Content starts

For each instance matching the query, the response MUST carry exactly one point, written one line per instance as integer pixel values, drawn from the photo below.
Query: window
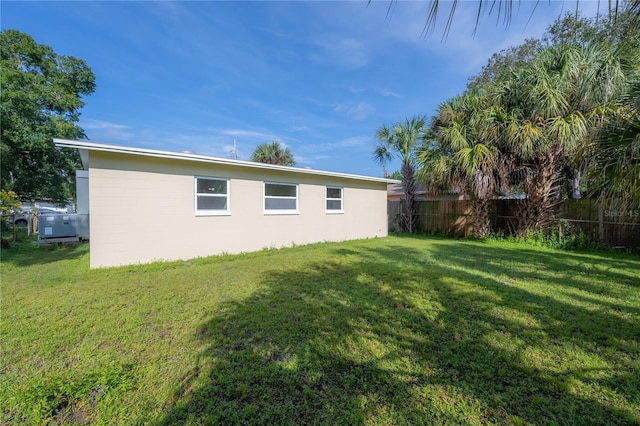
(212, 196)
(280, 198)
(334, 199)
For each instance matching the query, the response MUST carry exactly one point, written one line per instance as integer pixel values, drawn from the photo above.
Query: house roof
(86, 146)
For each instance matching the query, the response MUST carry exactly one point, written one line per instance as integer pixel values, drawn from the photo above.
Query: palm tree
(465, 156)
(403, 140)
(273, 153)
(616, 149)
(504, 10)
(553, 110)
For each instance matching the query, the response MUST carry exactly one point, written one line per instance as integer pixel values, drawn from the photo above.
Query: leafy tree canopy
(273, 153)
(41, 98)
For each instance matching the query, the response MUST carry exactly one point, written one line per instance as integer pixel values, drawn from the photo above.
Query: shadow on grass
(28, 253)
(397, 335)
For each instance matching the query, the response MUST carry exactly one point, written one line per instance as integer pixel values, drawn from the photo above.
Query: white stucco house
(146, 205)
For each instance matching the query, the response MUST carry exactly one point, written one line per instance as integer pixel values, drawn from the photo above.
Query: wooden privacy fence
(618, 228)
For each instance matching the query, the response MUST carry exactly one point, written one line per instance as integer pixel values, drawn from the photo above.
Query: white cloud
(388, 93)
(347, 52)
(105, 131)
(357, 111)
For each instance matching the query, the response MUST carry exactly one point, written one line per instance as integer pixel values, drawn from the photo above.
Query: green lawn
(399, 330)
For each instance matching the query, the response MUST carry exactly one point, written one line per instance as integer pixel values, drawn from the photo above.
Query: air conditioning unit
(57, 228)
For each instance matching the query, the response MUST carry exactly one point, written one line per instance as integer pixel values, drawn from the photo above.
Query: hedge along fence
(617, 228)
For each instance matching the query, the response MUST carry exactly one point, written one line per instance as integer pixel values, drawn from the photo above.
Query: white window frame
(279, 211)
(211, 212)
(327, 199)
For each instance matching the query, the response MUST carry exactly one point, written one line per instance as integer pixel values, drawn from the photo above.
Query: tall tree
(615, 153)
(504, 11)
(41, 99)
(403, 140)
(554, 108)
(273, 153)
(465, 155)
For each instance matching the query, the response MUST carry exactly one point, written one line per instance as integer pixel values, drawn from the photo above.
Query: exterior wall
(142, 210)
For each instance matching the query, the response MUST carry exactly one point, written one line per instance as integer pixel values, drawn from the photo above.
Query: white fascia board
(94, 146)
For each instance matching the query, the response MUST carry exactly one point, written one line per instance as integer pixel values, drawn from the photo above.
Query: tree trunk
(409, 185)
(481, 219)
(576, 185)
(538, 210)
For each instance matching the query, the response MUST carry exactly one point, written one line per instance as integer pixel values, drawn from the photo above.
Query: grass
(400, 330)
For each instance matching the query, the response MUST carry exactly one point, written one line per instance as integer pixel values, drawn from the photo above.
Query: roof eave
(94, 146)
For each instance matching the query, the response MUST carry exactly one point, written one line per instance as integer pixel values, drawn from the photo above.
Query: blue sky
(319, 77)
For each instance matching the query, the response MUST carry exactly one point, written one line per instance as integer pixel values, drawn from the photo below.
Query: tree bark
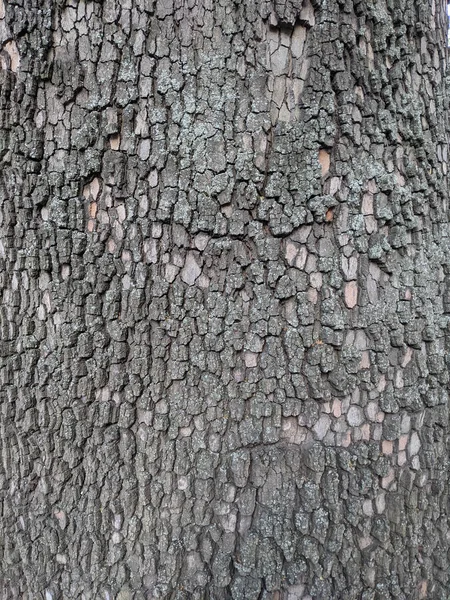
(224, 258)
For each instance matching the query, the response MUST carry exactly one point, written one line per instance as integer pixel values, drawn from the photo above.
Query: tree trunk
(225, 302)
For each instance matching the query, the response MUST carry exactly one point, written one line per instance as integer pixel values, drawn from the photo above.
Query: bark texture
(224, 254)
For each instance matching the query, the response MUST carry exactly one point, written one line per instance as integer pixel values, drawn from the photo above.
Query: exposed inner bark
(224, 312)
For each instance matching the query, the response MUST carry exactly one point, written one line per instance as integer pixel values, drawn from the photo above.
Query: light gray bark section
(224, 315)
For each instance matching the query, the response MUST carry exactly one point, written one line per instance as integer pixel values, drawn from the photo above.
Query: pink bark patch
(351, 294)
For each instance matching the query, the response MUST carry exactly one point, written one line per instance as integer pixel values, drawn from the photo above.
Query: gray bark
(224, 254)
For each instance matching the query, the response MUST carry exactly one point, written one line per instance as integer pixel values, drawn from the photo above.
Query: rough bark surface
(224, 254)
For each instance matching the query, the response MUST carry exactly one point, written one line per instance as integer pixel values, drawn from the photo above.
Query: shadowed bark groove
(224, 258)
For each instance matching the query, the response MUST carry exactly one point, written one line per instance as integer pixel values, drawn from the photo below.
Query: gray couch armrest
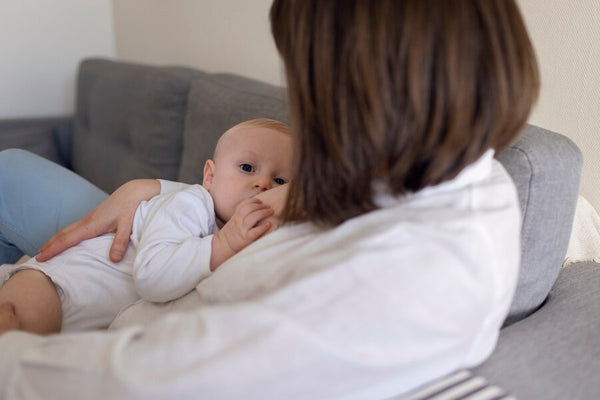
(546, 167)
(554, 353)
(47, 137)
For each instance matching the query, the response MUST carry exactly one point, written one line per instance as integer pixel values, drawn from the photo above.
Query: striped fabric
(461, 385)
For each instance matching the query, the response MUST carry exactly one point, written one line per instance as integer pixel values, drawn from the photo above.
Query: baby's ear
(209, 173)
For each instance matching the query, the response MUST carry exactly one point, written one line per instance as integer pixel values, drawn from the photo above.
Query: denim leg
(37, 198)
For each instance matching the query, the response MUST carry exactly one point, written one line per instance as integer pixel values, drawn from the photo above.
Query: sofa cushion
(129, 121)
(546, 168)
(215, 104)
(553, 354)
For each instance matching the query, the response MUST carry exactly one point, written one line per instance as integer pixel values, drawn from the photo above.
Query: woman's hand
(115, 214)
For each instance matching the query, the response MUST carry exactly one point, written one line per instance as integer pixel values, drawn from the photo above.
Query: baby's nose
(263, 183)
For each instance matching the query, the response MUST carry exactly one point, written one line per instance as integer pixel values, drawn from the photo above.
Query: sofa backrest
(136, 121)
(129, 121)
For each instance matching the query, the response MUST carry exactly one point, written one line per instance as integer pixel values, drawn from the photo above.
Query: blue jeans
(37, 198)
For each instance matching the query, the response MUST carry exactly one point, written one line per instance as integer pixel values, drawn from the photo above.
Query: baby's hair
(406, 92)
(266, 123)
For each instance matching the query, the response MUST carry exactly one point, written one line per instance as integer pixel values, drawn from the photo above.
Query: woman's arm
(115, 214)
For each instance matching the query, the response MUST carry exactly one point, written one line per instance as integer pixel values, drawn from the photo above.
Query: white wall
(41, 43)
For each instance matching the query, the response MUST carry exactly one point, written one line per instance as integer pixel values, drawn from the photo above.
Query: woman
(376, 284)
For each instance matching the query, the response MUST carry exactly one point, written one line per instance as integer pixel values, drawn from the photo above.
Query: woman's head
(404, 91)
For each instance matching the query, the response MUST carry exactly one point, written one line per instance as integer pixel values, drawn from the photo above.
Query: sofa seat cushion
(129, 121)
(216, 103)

Content ends

The result should be the same data as above, line for line, with the pictures gone.

For each instance matching the query, the response MUST carry exactly one point, written one line per instance as integer pixel values, drawn from the photo below.
Query: window
(212, 196)
(280, 198)
(334, 199)
For each instance matching the query, the response MUST carry exactly one point, written one line per instance as integer pixel values, drawn from the photo above.
Query: house roof
(86, 146)
For each instance matching the query, the response MUST carry exactly one point, written one line per instance as integer pixel values, drawn from the photo above.
Query: palm tree
(465, 156)
(403, 140)
(273, 153)
(616, 149)
(504, 10)
(553, 110)
For each instance matching the query, the response MUST carry exactly one point, written one line per instance as integer pixel values, drawn from the photo above.
Query: leafy tree canopy
(273, 153)
(41, 98)
For each instance matching the query, the response MUST carry exactly one point, written one line per instance as integer pixel values, drawn from the photo above.
Query: shadow on grass
(28, 253)
(397, 335)
For each instance matching the query, the response MUST carry exactly one point, written one line per instance as integer pixel values, drawn from the photo above.
Query: white stucco house
(146, 205)
For each instance matching the query, the response MUST carry exactly one point, written one line per instance as integer pixel values, drawn from the photo above.
Query: wooden privacy fence
(618, 228)
For each instance matching the query, the response MUST carry exactly one point, written one line per instance as integer pixel values, drawn from the photo above.
Query: white cloud
(388, 93)
(347, 52)
(105, 131)
(357, 111)
For each instance matching the query, the response MUST carry exactly one point, written one line per instance as integer pixel values, drawn from the photo above.
Query: green lawn
(399, 330)
For each instance matching the query, the response MUST carry exactly one point, written one line per instance as integer pixel values, drawn from the photo above.
Query: air conditioning unit
(57, 228)
For each instance matching the query, the response MUST carry exactly one point, written one line per instance as integer pixel values, drawn from the photo above.
Query: hedge along fence
(617, 228)
For each instance matching the query, the response MUST carry exactly one point, written one line per instance as integer pixel values, drawn from the photo above.
Query: white window frame
(279, 211)
(211, 212)
(327, 199)
For each instance matching the query, the response MUST carry exactly one point, written one line per instance as integer pixel values, drawn from the photo above.
Query: tall tree
(615, 153)
(504, 11)
(41, 99)
(403, 140)
(554, 108)
(273, 153)
(465, 155)
For each instance matching the query, the response MUST carry exactly one point, written one line per instance as integer pixel values, drawn from the photo above.
Query: exterior wall
(142, 210)
For each instance matching the query, the response MUST carry exactly one point, written one line per instance as integer pixel values, drawn from the photo above.
Query: white fascia board
(94, 146)
For each instance matching the query, the response MUST carry exactly one point, written one line per instance as integer pixel values, drawn from the photo above.
Query: tree trunk
(409, 185)
(481, 219)
(576, 185)
(538, 210)
For each instance matching the query, the response MUST carry exactly one point, written one line per instance as integer pixel values, drawn from the photo above.
Query: grass
(400, 330)
For each instance matching the query, the response MUST carry exactly one point, written one line per instance as integer pixel values, drawn from the photo above.
Query: roof eave
(94, 146)
For each instance matching the query, the response MUST carry exactly one point, written one line per instance as integer pixel values, drawn from the photo above.
Query: blue sky
(319, 77)
For each instance matching the query, the response MUST carry exactly one point, written one line per instance as integer pixel values, drawn from the photo below.
Query: tree bark
(224, 258)
For each instance matching the query, the response MUST carry exactly one point, written one line per instance as integer pixel values, drawn from the photo above.
Query: tree trunk
(225, 302)
For each instance matching the query, the response MUST carry exactly one point, written one line per instance as integer pixel values, drawn from the photo above.
Query: bark texture
(224, 254)
For each instance matching the query, the response MUST carry exactly one point, written one line per instance as integer pixel values, drawn from the photo above.
Query: exposed inner bark
(224, 312)
For each instance matching the query, the response MUST carry exactly one point, written one line per instance as integer pixel values, drawn from the photo above.
Query: light gray bark section
(224, 315)
For each instance matching the query, the response MUST carry exactly one point, written one line per instance as integer pixel values, drawn from the photo above.
Query: pink bark patch
(351, 294)
For each instance matching the query, the response MUST carry exactly one point, written one line per instance as integer pixel values, drawn from the photo above.
Query: gray bark
(224, 254)
For each instance matching the query, the response MUST carry exactly one point, written one line per instance as integer pixel values, drawn from the photo above.
Query: rough bark surface
(224, 254)
For each instance matching the query, the response MUST carry exactly one point, written one line per instance as integer pixel values, drawn from the photo above.
Query: shadowed bark groove
(224, 258)
For each instance matching the query, the response MUST carry exactly one point, written one line per instance as integer pixel values, drawn from the photo below.
Query: gray couch armrest
(546, 167)
(554, 353)
(47, 137)
For each instance matching the query, the response MUST carry exactly one point, written one line per instance as integer pixel values, drawn from the photo above.
Query: striped fabric
(461, 385)
For each instance matching the query, the response MUST carry exactly one point, written one line per instance as integer pixel values, drawn from the photo above.
Query: baby's ear
(209, 173)
For each instance matching the query, the response MUST carry exactly one point, written one line per instance as integer pixel values, drawn from the photo above.
Query: denim leg
(37, 198)
For each instance matching the query, the response MUST carry exactly one point, written one line per instance as integer pixel values, drawn from the photo above.
Query: sofa cushion
(129, 121)
(546, 168)
(215, 104)
(553, 354)
For each instance matching the query, the response MUST carry exactly one point, written one line per instance as integer pixel values, drawn from the photo above.
Query: woman's hand
(115, 214)
For each instance matching the query, the response MUST carry exactly one point, written one line per instance as integer pixel values, drawn from the photo above.
Query: baby's nose
(263, 183)
For each instance matching the query, the response MUST carry exactly one point, written one line per instance as integer pixel values, drawn from the photo above.
Query: sofa backrest
(136, 121)
(129, 121)
For each instance matching the query, the response MUST carry exactly one point, written one line per instance as integer pixel values, drawn from the photo above.
Query: blue jeans
(37, 198)
For each instance matching the query, the response MUST carry exactly one point, written one line per instance as integer pixel values, drawn from the photo above.
Query: baby's hair
(406, 92)
(266, 123)
For each instance matching the query, the response MUST carry exactly one point, written one line per instance as integer pixel values, drawn from the photo above.
Query: woman's arm
(115, 214)
For each instance matching the query, the response MUST carry exactly one point, written one line per instance as integer pixel values, drawn from the photo above.
Query: white wall
(41, 43)
For each instance matching the query, the response MUST carry exactly one point, written one line per instance as integer pixel values, drawn from the photo above.
Query: woman
(376, 284)
For each instance matching the query, the response MUST carry exactly one point, written one line per instance as integer pixel values, drawn from the photo above.
Query: woman's head
(404, 91)
For each instance matching the query, the response MUST carry exactly one point, written one line per instance as integer pixel values, drawn from the photo above.
Query: sofa seat cushion
(129, 121)
(216, 103)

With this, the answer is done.